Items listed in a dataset
▼▼▼

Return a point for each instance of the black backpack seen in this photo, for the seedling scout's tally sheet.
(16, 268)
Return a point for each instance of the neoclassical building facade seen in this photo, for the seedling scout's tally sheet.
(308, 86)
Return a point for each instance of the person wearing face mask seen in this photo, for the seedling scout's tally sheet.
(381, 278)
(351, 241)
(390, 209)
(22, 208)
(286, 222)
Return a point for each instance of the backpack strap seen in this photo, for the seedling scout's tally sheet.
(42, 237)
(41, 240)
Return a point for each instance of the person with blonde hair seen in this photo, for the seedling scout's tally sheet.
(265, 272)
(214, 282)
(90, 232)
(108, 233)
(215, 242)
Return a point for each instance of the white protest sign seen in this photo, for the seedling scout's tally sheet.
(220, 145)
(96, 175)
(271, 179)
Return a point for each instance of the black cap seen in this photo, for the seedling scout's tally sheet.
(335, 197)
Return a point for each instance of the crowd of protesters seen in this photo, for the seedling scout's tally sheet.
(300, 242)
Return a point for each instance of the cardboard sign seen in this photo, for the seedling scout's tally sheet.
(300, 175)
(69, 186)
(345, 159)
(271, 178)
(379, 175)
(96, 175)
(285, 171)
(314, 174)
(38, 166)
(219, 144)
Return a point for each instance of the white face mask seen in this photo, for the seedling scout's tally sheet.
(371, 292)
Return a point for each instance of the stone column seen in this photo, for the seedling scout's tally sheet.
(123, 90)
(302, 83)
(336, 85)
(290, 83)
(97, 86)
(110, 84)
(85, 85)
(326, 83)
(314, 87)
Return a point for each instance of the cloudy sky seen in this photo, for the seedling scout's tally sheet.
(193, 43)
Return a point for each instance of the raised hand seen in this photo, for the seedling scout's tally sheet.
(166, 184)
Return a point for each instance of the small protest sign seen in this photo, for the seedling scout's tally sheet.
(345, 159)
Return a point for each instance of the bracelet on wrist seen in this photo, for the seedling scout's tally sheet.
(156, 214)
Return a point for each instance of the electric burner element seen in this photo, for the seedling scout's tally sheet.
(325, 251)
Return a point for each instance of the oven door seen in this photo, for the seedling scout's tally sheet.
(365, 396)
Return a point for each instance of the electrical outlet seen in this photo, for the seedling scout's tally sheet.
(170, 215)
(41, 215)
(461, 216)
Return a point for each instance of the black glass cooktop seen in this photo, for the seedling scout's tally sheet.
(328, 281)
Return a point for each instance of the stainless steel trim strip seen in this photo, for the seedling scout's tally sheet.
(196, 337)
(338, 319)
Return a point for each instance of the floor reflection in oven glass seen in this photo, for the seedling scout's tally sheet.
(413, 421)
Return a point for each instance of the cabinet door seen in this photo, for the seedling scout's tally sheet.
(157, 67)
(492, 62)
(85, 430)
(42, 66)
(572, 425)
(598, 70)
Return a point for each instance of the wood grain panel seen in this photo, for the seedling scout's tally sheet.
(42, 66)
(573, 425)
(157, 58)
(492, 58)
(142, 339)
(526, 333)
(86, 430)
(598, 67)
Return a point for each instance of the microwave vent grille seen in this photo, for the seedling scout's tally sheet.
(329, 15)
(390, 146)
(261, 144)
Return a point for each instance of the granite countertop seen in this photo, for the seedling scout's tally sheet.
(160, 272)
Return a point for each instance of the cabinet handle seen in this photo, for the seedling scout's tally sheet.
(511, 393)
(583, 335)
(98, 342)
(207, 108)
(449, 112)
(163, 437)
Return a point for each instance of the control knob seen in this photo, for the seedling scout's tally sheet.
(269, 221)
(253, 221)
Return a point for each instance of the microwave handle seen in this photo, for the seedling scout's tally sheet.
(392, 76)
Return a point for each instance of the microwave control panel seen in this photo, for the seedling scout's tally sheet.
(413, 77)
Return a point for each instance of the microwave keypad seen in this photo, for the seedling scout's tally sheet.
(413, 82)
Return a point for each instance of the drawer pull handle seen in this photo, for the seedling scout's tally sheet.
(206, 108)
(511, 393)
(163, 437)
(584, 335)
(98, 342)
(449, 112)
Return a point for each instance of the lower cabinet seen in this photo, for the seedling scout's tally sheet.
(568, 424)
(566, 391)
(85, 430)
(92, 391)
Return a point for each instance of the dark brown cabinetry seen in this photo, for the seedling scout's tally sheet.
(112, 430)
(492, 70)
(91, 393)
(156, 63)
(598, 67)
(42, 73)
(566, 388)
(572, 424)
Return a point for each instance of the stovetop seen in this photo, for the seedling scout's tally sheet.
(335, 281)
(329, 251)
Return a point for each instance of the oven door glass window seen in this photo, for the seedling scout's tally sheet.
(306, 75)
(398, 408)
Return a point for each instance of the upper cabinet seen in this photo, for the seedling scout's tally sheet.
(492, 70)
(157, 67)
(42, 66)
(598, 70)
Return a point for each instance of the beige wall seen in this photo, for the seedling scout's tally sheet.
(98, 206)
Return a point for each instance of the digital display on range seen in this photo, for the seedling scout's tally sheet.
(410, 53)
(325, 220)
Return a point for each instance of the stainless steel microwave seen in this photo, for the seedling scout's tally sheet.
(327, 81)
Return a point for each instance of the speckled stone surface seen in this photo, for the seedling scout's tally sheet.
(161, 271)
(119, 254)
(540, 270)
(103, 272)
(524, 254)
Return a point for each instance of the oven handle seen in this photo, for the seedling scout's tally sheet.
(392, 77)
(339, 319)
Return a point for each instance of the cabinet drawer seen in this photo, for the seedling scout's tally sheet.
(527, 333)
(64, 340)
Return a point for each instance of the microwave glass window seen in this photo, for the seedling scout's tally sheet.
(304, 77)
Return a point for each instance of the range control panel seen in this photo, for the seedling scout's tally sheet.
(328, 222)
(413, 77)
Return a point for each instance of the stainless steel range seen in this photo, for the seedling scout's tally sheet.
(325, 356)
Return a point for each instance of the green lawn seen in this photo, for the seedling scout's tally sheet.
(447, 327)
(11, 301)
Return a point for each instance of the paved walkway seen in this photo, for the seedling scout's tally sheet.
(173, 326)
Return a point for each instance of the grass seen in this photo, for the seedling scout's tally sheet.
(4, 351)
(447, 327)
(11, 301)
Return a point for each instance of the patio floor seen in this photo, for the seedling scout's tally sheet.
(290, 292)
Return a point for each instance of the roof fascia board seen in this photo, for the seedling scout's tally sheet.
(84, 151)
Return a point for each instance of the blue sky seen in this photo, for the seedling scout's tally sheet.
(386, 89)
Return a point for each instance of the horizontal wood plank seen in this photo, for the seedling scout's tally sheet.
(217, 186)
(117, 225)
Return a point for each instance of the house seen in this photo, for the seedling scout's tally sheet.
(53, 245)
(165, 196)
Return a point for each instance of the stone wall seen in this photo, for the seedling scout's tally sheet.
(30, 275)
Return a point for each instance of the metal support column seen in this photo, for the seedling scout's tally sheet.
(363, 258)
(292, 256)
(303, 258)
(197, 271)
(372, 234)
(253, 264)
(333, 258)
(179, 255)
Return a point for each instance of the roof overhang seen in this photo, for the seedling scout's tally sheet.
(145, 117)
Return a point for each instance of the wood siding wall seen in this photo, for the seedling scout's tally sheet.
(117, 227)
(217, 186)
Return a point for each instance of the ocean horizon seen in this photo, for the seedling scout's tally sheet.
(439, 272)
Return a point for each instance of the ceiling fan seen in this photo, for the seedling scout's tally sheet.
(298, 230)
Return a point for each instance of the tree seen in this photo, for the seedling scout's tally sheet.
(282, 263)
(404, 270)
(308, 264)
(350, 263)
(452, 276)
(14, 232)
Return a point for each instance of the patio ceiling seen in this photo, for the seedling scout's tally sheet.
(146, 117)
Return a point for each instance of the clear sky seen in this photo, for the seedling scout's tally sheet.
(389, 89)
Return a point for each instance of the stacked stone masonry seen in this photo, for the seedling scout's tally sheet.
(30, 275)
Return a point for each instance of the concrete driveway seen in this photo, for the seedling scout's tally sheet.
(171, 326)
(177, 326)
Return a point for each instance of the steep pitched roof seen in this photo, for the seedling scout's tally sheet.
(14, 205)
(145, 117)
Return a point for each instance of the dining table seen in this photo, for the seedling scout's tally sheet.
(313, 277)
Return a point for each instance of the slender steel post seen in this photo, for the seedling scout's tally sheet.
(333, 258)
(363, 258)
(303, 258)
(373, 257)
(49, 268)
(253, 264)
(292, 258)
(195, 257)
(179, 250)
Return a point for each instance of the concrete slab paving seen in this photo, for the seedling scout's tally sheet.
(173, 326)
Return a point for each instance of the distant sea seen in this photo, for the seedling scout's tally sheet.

▲▲▲

An exact copy of the lines from the one with "Return a point for each instance of the clear" through the final line of the entries is the whole answer.

Return a point for each instance of the clear sky seen in this photo, for the seedling scout's tally sheet.
(389, 89)
Return a point for each instance of the stacked stone masonry seen in this photo, for the seedling scout's tally sheet.
(30, 275)
Return a point for each instance of the concrete driveway seen in this photo, for the seedling scout's tally sheet.
(171, 326)
(177, 326)
Return a point for each instance of the steep pitched roof seen in this photo, for the seedling scout's tally sheet.
(14, 205)
(145, 117)
Return a point for each instance of the dining table seen in this photo, for the seedling scout's tally sheet.
(313, 277)
Return a point for each instance of the slender steel post seen in this photo, for the seedling scout's tally sheet.
(333, 258)
(363, 258)
(303, 258)
(373, 257)
(49, 268)
(253, 264)
(292, 258)
(195, 257)
(179, 250)
Return a point for each instance of the concrete slab paving seen in this photo, for the seedling scout's tally sheet.
(173, 326)
Return a point for each instance of the distant sea seen in this photo, for the seedling scout's tally sheet.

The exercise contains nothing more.